▶ What you will do
1. Answer these three questions from the troubleshooting text, one per line, labeled (a), (b), and (c):
(a) Which file holds the RowID tracking for the append-only strategy?
(b) After how many hours did Google Cloud Support confirm the billing system bug?
(c) What two additions were made to deal with inconsistent AI responses?
2. Reproduce the troubleshooting text word for word, starting with "Solution: Added few-shot" and going on through "with hard limits.".

Solution: Switched to append-only strategy using RowID tracking in lastRecord.txt.

Problem 2: Inconsistent AI Responses

AI would sometimes return plain text, skip fields, or use different JSON structures.

Solution: Added few-shot prompting with explicit examples and response validation with retry logic for malformed JSON.

Problem 3: Google Cloud Billing Disaster

Google Cloud billed Gemini 2.5 Flash text usage as image processing rates. My budget exploded from $1,500 to $3,400 overnight.

Resolution: Contacted Google Cloud Support. After 48 hours, they confirmed it was a billing system bug and issued a full refund.

Lesson learned: Always set up billing alerts with hard limits.

Problem 4: Failed Records Recovery

Network timeouts and API errors caused some records to fail. I needed reprocessing without starting over.

▶ Material shown
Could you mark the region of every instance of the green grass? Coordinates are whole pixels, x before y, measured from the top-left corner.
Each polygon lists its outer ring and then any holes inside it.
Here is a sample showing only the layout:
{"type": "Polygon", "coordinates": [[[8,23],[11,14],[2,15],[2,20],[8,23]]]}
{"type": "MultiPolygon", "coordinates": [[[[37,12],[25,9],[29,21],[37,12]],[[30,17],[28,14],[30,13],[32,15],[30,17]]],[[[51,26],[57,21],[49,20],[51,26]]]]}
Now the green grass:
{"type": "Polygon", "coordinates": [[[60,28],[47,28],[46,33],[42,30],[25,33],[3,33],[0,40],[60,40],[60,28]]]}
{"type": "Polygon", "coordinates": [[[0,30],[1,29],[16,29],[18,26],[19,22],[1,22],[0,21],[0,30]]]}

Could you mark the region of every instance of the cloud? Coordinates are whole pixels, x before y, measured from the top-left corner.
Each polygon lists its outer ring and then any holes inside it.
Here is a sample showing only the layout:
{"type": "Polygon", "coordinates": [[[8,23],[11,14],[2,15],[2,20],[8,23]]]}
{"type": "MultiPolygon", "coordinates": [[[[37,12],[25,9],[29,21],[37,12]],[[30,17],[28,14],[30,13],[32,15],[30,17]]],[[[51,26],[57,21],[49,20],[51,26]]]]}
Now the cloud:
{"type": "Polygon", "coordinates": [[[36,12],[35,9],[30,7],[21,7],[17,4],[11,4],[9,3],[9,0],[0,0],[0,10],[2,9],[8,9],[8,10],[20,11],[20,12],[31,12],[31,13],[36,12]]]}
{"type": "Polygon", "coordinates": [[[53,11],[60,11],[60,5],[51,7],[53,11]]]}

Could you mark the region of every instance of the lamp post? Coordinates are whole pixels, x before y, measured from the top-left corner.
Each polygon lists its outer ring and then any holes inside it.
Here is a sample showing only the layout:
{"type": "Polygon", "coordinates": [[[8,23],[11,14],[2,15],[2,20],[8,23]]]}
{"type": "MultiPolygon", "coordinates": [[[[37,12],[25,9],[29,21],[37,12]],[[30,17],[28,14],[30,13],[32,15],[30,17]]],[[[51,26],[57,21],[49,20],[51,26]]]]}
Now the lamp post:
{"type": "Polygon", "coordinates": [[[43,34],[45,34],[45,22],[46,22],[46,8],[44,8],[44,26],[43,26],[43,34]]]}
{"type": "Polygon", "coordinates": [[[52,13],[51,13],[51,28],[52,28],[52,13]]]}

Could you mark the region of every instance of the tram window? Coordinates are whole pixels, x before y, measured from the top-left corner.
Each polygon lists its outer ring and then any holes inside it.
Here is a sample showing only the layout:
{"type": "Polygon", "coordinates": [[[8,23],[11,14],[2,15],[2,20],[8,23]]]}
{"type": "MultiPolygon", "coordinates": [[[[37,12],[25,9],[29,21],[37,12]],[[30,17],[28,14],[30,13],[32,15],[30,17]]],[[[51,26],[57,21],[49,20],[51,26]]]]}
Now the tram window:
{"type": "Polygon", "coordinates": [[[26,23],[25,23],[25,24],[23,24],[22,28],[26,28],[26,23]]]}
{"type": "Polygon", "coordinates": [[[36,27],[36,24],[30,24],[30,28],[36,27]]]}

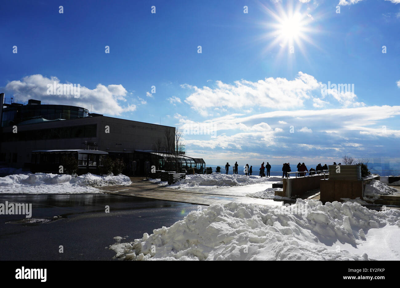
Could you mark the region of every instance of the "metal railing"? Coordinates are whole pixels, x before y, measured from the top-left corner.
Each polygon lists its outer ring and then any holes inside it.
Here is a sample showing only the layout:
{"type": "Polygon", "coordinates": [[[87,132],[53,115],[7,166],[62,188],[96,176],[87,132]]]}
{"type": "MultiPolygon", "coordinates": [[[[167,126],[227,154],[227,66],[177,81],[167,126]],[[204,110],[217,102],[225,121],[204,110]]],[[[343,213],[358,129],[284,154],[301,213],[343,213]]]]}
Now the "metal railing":
{"type": "MultiPolygon", "coordinates": [[[[216,172],[216,168],[215,167],[212,167],[212,173],[215,173],[216,172]]],[[[323,172],[323,171],[327,172],[328,170],[324,170],[319,171],[312,171],[312,172],[313,172],[313,174],[312,175],[306,175],[306,176],[314,176],[314,175],[316,175],[316,174],[322,174],[322,173],[324,173],[323,172]]],[[[221,170],[220,171],[220,172],[221,173],[221,174],[227,174],[226,173],[226,170],[225,170],[225,169],[224,168],[222,168],[222,167],[221,168],[221,170]]],[[[298,171],[296,171],[295,172],[288,172],[288,174],[293,174],[296,173],[296,177],[303,177],[302,176],[301,176],[302,174],[304,174],[304,176],[306,176],[305,174],[308,174],[309,173],[309,172],[307,172],[307,171],[306,171],[305,172],[299,172],[298,171]]],[[[327,173],[327,172],[325,172],[324,173],[325,174],[329,174],[329,173],[327,173]]],[[[265,174],[266,175],[267,175],[267,172],[266,172],[266,171],[264,171],[264,174],[265,174]]],[[[282,177],[282,178],[283,178],[283,171],[270,171],[270,176],[274,176],[280,177],[282,177]]],[[[253,172],[252,173],[252,176],[260,176],[260,170],[257,170],[257,171],[253,171],[253,172]]],[[[228,170],[228,175],[232,175],[233,174],[236,174],[236,173],[233,173],[233,169],[232,170],[228,170]]],[[[246,173],[245,172],[244,170],[239,170],[238,169],[238,170],[237,174],[238,175],[246,175],[246,173]]],[[[287,176],[286,178],[288,178],[288,176],[287,176]]]]}
{"type": "MultiPolygon", "coordinates": [[[[282,171],[282,173],[283,173],[282,171]]],[[[295,174],[295,178],[297,178],[298,177],[305,177],[308,176],[312,177],[313,176],[316,176],[317,175],[320,175],[321,174],[324,174],[324,179],[325,179],[325,175],[328,174],[329,175],[329,170],[320,170],[318,171],[311,171],[307,172],[307,171],[304,171],[304,172],[299,172],[299,171],[295,171],[294,172],[288,172],[286,173],[286,178],[289,178],[290,177],[290,174],[295,174]],[[308,175],[306,175],[307,173],[308,173],[308,175]]],[[[283,178],[283,177],[282,177],[283,178]]]]}

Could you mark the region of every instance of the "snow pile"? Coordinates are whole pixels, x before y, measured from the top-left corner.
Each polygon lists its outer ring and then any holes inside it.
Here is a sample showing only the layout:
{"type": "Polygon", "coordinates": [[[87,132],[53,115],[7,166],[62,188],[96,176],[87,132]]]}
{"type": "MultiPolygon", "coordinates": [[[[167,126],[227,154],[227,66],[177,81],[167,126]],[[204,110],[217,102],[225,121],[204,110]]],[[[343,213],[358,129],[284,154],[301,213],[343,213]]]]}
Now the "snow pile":
{"type": "Polygon", "coordinates": [[[11,167],[3,167],[0,168],[0,175],[11,175],[13,174],[20,174],[22,172],[22,169],[20,168],[17,169],[16,168],[11,167]]]}
{"type": "Polygon", "coordinates": [[[129,178],[122,175],[99,176],[88,173],[73,178],[51,173],[17,174],[0,177],[0,193],[98,193],[96,186],[131,184],[129,178]]]}
{"type": "MultiPolygon", "coordinates": [[[[160,185],[165,185],[164,182],[159,180],[153,180],[152,181],[160,185]]],[[[258,176],[246,176],[238,174],[232,175],[217,174],[188,174],[186,176],[186,179],[178,181],[169,187],[176,189],[185,189],[198,186],[244,186],[267,182],[268,180],[266,178],[261,178],[258,176]]]]}
{"type": "Polygon", "coordinates": [[[296,205],[304,207],[304,213],[236,202],[213,205],[110,249],[124,260],[363,260],[368,259],[365,252],[350,253],[340,247],[362,245],[371,228],[396,225],[391,235],[400,250],[400,211],[301,199],[296,205]]]}
{"type": "Polygon", "coordinates": [[[282,182],[282,179],[283,179],[283,178],[282,177],[279,177],[276,176],[272,176],[268,177],[267,178],[267,180],[268,181],[280,181],[282,182]]]}
{"type": "Polygon", "coordinates": [[[275,191],[277,190],[282,190],[282,188],[268,188],[264,191],[256,192],[255,193],[248,194],[246,195],[248,197],[253,198],[259,198],[261,199],[273,199],[275,198],[275,191]]]}
{"type": "Polygon", "coordinates": [[[370,198],[378,198],[379,195],[388,195],[398,193],[397,189],[388,186],[379,180],[372,180],[365,185],[364,195],[370,198]]]}
{"type": "MultiPolygon", "coordinates": [[[[389,177],[393,177],[393,176],[381,176],[380,178],[381,182],[383,182],[385,184],[388,185],[389,183],[389,177]]],[[[398,176],[396,176],[398,177],[398,176]]],[[[392,182],[390,183],[392,186],[400,186],[400,181],[395,181],[394,182],[392,182]]]]}

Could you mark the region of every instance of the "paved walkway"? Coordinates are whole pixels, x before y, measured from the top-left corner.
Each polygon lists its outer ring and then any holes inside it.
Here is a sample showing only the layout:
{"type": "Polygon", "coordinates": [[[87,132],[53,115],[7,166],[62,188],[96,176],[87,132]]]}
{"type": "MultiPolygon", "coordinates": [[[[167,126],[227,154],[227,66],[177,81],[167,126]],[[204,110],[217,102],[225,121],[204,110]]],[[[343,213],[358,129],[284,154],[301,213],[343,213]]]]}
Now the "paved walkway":
{"type": "Polygon", "coordinates": [[[129,186],[114,185],[98,188],[104,193],[200,205],[224,204],[232,201],[266,206],[282,205],[280,201],[248,197],[242,193],[233,195],[233,193],[223,189],[215,189],[211,191],[184,191],[160,186],[150,181],[144,180],[143,177],[131,177],[130,180],[132,184],[129,186]]]}

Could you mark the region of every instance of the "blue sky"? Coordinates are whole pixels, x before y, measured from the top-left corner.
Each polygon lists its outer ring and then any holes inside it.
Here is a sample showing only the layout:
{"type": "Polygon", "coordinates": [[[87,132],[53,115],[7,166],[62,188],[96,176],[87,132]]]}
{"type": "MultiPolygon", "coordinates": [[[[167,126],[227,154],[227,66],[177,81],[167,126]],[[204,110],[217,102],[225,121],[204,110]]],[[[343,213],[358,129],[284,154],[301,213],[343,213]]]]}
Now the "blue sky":
{"type": "Polygon", "coordinates": [[[160,118],[210,164],[400,162],[400,0],[2,1],[0,16],[6,97],[160,118]],[[48,95],[53,81],[80,97],[48,95]]]}

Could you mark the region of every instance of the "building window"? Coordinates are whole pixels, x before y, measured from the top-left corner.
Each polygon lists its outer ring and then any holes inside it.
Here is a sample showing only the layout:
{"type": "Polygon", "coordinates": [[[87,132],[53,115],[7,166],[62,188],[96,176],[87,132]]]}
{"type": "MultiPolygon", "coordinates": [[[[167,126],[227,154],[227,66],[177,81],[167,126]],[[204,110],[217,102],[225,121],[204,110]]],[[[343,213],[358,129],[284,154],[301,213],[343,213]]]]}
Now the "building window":
{"type": "Polygon", "coordinates": [[[99,166],[103,166],[103,162],[104,161],[104,155],[99,156],[99,166]]]}
{"type": "Polygon", "coordinates": [[[12,154],[12,163],[15,163],[17,162],[17,153],[12,154]]]}
{"type": "Polygon", "coordinates": [[[97,165],[96,155],[94,154],[89,154],[88,156],[89,159],[89,166],[96,166],[97,165]]]}
{"type": "Polygon", "coordinates": [[[78,166],[86,166],[88,159],[87,154],[80,154],[78,155],[78,166]]]}

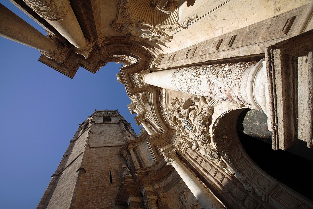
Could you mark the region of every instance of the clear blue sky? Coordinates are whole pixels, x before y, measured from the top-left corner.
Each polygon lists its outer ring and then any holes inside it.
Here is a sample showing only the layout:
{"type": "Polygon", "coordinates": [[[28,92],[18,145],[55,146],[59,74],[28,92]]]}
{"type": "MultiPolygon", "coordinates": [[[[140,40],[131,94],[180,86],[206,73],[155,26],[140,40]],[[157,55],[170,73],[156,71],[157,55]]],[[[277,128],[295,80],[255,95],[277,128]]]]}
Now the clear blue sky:
{"type": "MultiPolygon", "coordinates": [[[[0,2],[45,35],[8,1],[0,2]]],[[[1,24],[1,23],[0,23],[1,24]]],[[[72,79],[38,60],[39,51],[0,37],[0,208],[33,209],[78,127],[96,110],[115,110],[139,128],[117,82],[121,64],[72,79]]]]}

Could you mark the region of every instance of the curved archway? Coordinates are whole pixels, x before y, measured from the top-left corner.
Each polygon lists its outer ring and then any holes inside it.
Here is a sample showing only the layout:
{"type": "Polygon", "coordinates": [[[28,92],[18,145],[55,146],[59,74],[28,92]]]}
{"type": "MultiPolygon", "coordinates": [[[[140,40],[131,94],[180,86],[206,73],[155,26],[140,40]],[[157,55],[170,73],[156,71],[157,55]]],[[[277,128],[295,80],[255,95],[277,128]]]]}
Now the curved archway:
{"type": "Polygon", "coordinates": [[[270,176],[247,154],[236,130],[238,116],[244,110],[228,110],[214,122],[212,141],[222,157],[244,187],[264,201],[278,208],[312,207],[313,203],[270,176]]]}

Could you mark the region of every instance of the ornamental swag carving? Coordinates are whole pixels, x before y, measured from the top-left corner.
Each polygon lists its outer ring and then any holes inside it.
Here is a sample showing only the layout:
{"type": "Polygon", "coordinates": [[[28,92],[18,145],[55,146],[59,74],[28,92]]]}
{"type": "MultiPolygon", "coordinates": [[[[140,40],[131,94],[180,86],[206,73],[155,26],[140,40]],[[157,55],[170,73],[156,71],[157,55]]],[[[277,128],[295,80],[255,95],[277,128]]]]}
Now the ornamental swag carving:
{"type": "Polygon", "coordinates": [[[173,99],[173,107],[167,116],[180,137],[184,146],[190,148],[204,155],[221,168],[226,165],[217,151],[211,145],[209,127],[212,122],[213,109],[204,97],[193,96],[184,102],[177,97],[173,99]]]}
{"type": "Polygon", "coordinates": [[[139,88],[142,88],[145,86],[148,86],[148,84],[146,83],[143,81],[143,76],[150,72],[150,70],[146,70],[140,71],[138,73],[135,74],[135,80],[137,83],[139,88]]]}

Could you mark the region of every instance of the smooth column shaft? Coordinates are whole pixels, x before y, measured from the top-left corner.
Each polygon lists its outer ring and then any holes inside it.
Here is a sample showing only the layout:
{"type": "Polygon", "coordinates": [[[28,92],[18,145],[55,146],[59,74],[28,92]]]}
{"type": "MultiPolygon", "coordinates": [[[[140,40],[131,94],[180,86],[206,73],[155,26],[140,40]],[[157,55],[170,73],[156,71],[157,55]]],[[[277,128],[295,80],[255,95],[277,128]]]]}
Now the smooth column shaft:
{"type": "Polygon", "coordinates": [[[201,205],[206,209],[223,208],[213,195],[182,163],[176,158],[172,163],[177,173],[201,205]]]}
{"type": "Polygon", "coordinates": [[[139,166],[139,162],[137,159],[136,155],[135,155],[135,153],[133,150],[133,147],[131,147],[129,148],[129,152],[131,153],[131,158],[133,159],[133,162],[134,162],[134,165],[135,166],[136,169],[140,168],[140,166],[139,166]]]}
{"type": "Polygon", "coordinates": [[[143,127],[146,131],[148,133],[148,134],[149,135],[149,136],[151,136],[154,133],[153,131],[151,130],[149,127],[149,126],[148,125],[146,122],[144,121],[143,121],[141,123],[141,125],[143,126],[143,127]]]}
{"type": "Polygon", "coordinates": [[[1,4],[0,35],[46,52],[57,49],[55,43],[1,4]]]}
{"type": "Polygon", "coordinates": [[[61,20],[52,21],[46,20],[75,47],[82,49],[87,46],[87,40],[71,8],[69,8],[66,16],[61,20]]]}

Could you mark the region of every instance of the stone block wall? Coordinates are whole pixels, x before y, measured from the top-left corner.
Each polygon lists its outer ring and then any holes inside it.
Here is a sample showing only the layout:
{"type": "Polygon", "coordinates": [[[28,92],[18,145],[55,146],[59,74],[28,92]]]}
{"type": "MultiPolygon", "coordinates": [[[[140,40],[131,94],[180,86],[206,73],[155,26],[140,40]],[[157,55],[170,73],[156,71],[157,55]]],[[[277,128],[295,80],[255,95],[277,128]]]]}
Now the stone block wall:
{"type": "Polygon", "coordinates": [[[121,120],[117,111],[97,110],[80,125],[37,208],[127,208],[115,203],[126,163],[119,154],[126,140],[121,120]]]}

▶ Task results
1.
(a) lastRecord.txt
(b) 48 hours
(c) Few-shot prompting with explicit examples, and response validation with retry logic for malformed JSON

2.
Solution: Added few-shot prompting with explicit examples and response validation with retry logic for malformed JSON.

Problem 3: Google Cloud Billing Disaster

Google Cloud billed Gemini 2.5 Flash text usage as image processing rates. My budget exploded from $1,500 to $3,400 overnight.

Resolution: Contacted Google Cloud Support. After 48 hours, they confirmed it was a billing system bug and issued a full refund.

Lesson learned: Always set up billing alerts with hard limits.